■ **WHAT TO DO**:
1/ Answer these questions from the text on Barthelme's stories:
(a) What collection and year are listed for "The Great Hug"?
(b) How long does the text say "The School" takes to read?
(c) What does the school fail to keep alive in the first three paragraphs of "The School"?
2/ Can you set down everything in the Barthelme text from "Such a great" down to "if not less.", with no changes?

BEGIN EXERCISE TEXT

45. “The Great Hug” (Amateurs, 1976)
Such a great weird little story—is it about a toxic relationship between the Balloon Man and the Pin Lady? is it a metaphor for relationships in the modern era? is it an autobiographical riff, Barthelme’s love woes scribbled into a weird parody? —an oblique comment on e.e. cummings “in Just” — look, I don’t fucken know, maybe read it here. It’ll only take a few minutes, and then you can think about it for a week or so.
44. “The School” (Amateurs, 1976)
“The School” is wonderful stuff, and will take you like, what, 9, 10 minutes to read, if not less.
It’s a monologue I guess, delivered by a sorry educator whose schooling has killed off all manner of creatures. In the first three paragraphs we learn about the school’s failure to keep alive trees, snakes, and herb gardens, but then there’s a more drastic turn:
Of course we expected the tropical fish to die, that was no surprise. Those numbers, you look at them crooked and they’re belly-up on the surface. But the lesson plan called for a tropical fish input at that point, there was nothing we could do, it happens every year, you just have to hurry past it.
We weren’t even supposed to have a puppy.

END EXERCISE TEXT
BEGIN COLLECTED DATA

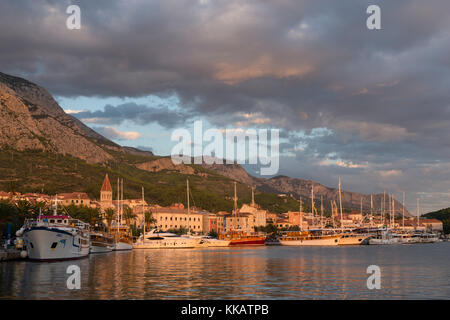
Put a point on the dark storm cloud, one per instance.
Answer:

END COLLECTED DATA

■ **EXPECTED RESPONSES**:
1/
(a) Amateurs, 1976.
(b) About 9 or 10 minutes, if not less.
(c) Trees, snakes, and herb gardens.

2/
Such a great weird little story—is it about a toxic relationship between the Balloon Man and the Pin Lady? is it a metaphor for relationships in the modern era? is it an autobiographical riff, Barthelme’s love woes scribbled into a weird parody? —an oblique comment on e.e. cummings “in Just” — look, I don’t fucken know, maybe read it here. It’ll only take a few minutes, and then you can think about it for a week or so.
44. “The School” (Amateurs, 1976)
“The School” is wonderful stuff, and will take you like, what, 9, 10 minutes to read, if not less.